What is a Business Architect?
And why you might need one
If you search for the definition of a Business Architect, you’ll usually find something like this:
“A Business Architect defines enterprise capability models, value streams and organisational design to align strategic objectives with operational execution.”
Which is exactly the sort of thing that would make most people immediately lose interest.
So let’s say it clearly.
There comes a stage in most businesses where growth stops feeling great and just feels like stress. Revenue is up. Opportunities are everywhere. The world could be your oyster.
From the outside, the business looks incredibly successful. But on the inside, you’re feeling the pressure.
You’re involved in absolutely everything. Decisions never stop. Your day is a constant stream of questions, interruptions and things that somehow keep landing back on your desk.
You’re working morning, noon and night. It’s a shame, you love what you’ve built but it doesn’t feel stable. It feels like you’re constantly standing on slightly rocky ground.
This usually happens for one simple reason. The business has grown faster than the structure behind it.
Most businesses are not designed from the outset. They evolve around the person running them. In the early days decisions are made quickly. Responsibilities overlap. Systems are informal and a lot of important knowledge lives in your head.
That’s fine at the start. Speed matters more than structure and systems in the early stages. Then the business grows and those same habits that created speed, start to create friction.
What once made the business flexible and fast slowly becomes the thing that makes it harder to run.
So now the business you built is all consuming. Everything is on you, which would be fine if you didn’t already have a million things to do. Instead, you’ve hit a wall.
This is where my work, the work of a Business Architect, begins.
A Business Architect looks at how the company actually functions, not just how it looks on paper.
First things first, expose and diagnose.
I start by looking at what is really happening inside the business day to day. Who is making the decisions? How are decisions made? What is actually being done?
Once that is understood, the structure of the business can be redesigned. This is where we simplify and rebuild.
This usually involves three areas.
Designing the operational systems that allow the company to run smoothly without constant supervision.
Then building the structure by defining ownership, accountability and decision rights so work does not constantly end up back on your desk.
And finally, creating a strategy that clarifies the direction and priorities so effort is focused on what actually matters.
After that, something important happens.
Your headspace returns, everyone knows what they are doing and the business starts to run like clockwork. You now have a well-oiled machine.
Things stabilise.
Now you can grow properly, because growth no longer creates chaos and the structure supporting the business evolves with it.
You now have a business that has been designed with purpose and built for growth.

□ □ □ □

*Your instructions*: Please give the simple reason the Business Architect article offers for growth starting to feel like stress. The data that comes next is unrelated to the Business Architect article.

□ □ □ □

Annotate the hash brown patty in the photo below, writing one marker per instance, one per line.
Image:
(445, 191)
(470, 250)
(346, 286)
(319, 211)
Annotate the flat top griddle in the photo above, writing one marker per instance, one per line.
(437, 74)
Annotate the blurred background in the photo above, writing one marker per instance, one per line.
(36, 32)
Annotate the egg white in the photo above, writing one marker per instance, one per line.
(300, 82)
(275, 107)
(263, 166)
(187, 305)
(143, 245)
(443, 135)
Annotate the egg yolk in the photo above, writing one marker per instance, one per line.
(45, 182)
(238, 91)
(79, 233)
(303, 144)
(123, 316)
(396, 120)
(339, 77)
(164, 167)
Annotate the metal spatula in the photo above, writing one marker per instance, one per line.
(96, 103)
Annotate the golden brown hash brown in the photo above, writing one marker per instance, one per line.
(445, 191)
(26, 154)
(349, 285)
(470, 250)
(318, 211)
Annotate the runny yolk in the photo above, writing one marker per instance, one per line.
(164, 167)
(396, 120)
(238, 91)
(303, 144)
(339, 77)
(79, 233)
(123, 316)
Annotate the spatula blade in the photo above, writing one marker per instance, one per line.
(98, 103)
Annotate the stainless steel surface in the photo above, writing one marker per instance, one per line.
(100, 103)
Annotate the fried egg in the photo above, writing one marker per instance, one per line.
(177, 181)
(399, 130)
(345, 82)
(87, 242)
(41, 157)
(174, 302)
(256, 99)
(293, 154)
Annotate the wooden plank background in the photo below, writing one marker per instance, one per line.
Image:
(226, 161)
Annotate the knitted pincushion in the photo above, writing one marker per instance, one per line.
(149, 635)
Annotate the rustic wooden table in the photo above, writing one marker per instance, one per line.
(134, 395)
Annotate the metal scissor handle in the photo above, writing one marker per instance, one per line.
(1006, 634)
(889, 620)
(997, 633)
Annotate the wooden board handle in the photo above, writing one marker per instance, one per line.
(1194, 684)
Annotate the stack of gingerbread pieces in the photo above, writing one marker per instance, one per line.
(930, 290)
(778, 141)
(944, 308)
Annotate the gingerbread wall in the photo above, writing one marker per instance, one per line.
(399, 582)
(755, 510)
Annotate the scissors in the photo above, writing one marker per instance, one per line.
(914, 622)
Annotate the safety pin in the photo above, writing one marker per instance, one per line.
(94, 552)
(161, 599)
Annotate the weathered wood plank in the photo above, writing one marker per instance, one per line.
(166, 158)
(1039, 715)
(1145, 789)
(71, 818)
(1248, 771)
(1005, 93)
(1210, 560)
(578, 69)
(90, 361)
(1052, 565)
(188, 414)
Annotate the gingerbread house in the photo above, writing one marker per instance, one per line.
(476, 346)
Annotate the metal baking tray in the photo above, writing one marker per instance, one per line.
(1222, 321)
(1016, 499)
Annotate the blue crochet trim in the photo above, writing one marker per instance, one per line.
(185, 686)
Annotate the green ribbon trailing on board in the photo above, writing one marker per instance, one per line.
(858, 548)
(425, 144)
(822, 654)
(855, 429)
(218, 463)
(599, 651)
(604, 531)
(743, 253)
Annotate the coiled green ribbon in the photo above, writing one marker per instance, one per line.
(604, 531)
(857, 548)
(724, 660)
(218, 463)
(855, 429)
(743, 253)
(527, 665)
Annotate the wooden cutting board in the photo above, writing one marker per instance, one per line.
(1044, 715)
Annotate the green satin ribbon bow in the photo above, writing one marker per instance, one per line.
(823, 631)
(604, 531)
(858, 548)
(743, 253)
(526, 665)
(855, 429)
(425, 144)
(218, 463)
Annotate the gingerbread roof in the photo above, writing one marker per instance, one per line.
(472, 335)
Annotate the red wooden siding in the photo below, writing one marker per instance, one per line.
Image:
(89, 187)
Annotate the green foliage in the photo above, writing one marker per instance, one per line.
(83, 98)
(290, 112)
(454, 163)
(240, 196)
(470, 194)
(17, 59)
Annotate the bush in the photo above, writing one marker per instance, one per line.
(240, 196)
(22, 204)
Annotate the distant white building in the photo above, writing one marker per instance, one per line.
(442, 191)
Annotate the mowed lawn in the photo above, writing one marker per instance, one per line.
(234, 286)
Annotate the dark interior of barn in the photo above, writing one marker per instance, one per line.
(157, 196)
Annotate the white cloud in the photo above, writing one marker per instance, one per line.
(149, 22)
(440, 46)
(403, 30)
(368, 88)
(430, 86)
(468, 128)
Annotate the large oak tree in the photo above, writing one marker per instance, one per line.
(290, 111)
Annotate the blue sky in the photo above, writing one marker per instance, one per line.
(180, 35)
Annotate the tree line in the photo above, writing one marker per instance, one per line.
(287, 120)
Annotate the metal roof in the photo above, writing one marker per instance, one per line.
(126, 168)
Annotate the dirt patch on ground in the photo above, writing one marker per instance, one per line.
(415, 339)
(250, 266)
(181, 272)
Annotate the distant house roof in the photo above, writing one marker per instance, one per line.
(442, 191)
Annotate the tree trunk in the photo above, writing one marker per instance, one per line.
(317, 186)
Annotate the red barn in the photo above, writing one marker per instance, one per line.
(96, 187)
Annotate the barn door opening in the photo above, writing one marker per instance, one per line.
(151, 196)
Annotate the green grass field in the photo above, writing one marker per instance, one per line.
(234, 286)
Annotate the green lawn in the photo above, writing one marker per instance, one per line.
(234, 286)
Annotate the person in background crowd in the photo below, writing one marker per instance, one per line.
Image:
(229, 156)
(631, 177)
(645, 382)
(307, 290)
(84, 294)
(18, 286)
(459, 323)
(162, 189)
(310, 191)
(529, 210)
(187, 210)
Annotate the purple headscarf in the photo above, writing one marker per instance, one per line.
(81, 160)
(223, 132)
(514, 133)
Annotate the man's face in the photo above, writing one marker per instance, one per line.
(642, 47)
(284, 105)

□ □ □ □

*Task answer*: The business has grown faster than the structure behind it.